§ Saved entries

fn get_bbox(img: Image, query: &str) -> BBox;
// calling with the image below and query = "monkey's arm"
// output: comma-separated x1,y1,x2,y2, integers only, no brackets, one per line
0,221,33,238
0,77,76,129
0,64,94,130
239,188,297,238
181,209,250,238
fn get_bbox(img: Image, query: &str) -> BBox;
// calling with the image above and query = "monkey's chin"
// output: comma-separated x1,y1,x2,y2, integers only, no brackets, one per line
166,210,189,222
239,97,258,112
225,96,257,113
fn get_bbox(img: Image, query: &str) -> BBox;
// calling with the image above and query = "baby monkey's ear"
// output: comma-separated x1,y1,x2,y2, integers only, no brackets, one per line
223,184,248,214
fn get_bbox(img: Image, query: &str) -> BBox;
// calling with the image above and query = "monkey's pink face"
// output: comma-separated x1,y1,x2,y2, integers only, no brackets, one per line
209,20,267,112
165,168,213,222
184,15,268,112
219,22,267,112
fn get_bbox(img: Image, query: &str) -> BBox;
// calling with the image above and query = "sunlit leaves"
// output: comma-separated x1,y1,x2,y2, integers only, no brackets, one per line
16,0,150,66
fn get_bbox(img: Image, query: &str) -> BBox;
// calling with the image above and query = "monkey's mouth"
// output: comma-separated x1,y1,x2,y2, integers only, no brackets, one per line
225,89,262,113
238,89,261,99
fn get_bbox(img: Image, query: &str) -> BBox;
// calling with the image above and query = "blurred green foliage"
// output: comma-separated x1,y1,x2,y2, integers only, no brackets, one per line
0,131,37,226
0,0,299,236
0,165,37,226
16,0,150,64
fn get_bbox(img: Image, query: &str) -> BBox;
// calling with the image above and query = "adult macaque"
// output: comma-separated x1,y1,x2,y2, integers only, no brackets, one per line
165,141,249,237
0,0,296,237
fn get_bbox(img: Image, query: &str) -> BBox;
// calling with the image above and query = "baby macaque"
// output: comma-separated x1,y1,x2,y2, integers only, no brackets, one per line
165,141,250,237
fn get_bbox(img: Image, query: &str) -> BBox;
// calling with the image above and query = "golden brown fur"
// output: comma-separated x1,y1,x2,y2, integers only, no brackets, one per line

§ What to produce
The reply should contain all of the entries exactly as shown above.

§ Solution for this problem
fn get_bbox(img: Image, query: &str) -> BBox;
// calling with the image below and query = "monkey's arm"
// output: comma-separated x1,y1,x2,y2, integers only, no brackets, one per line
0,221,33,238
0,77,76,129
0,64,94,130
239,188,297,238
181,209,250,238
fn get_bbox(img: Image, query: &str) -> BBox;
// calling with the image above and query = "monkey's chin"
// output: comma-separated x1,y1,x2,y2, integers only, no brackets, one per line
166,210,189,222
239,97,258,112
225,96,257,113
fn get_bbox(img: Image, query: &str) -> BBox;
// calling with the image above and query = "baby monkey's ear"
// output: comma-separated x1,y1,x2,y2, integers only, no brackets, one per line
223,184,248,214
fn get_bbox(img: Image, query: &str) -> BBox;
// calling with the image above and query = "monkey's pink face"
// output: comma-separated x1,y1,x2,y2, integers only, no brackets, one per line
209,20,267,112
165,168,213,222
184,15,268,112
219,22,267,112
fn get_bbox(img: Image, query: &str) -> BBox;
// calling with the image above and query = "sunlit leaves"
// output: comma-separated x1,y1,x2,y2, integers only, no brackets, one per line
16,0,150,66
fn get_bbox(img: Image, query: &str) -> BBox;
// calling with the image above and query = "monkey's mouth"
// output: comma-separated x1,y1,x2,y2, integers only, no brackets, one per line
225,89,262,113
238,89,261,99
fn get_bbox(img: Image, query: &str) -> BBox;
// calling with the image above and query = "blurred green foliage"
// output: comma-separated x1,y1,x2,y2, integers only, no brackets, one per line
0,131,37,226
0,0,299,236
0,165,37,226
16,0,150,64
fn get_bbox(img: Image, query: &str) -> BBox;
// calling with the image above and query = "adult macaque"
// output: comma-separated x1,y1,x2,y2, integers only, no brackets, one per line
165,141,249,237
0,0,296,237
fn get_bbox(img: Image, query: &str) -> BBox;
// calling with the image above and query = "baby macaque"
// output: comma-separated x1,y1,x2,y2, integers only, no brackets, one per line
165,141,250,237
fn get_bbox(img: Image, query: &str) -> BBox;
// calling with the image above and query = "golden brown fur"
// output: comma-separated x1,y1,x2,y2, integers only, no brackets, one per line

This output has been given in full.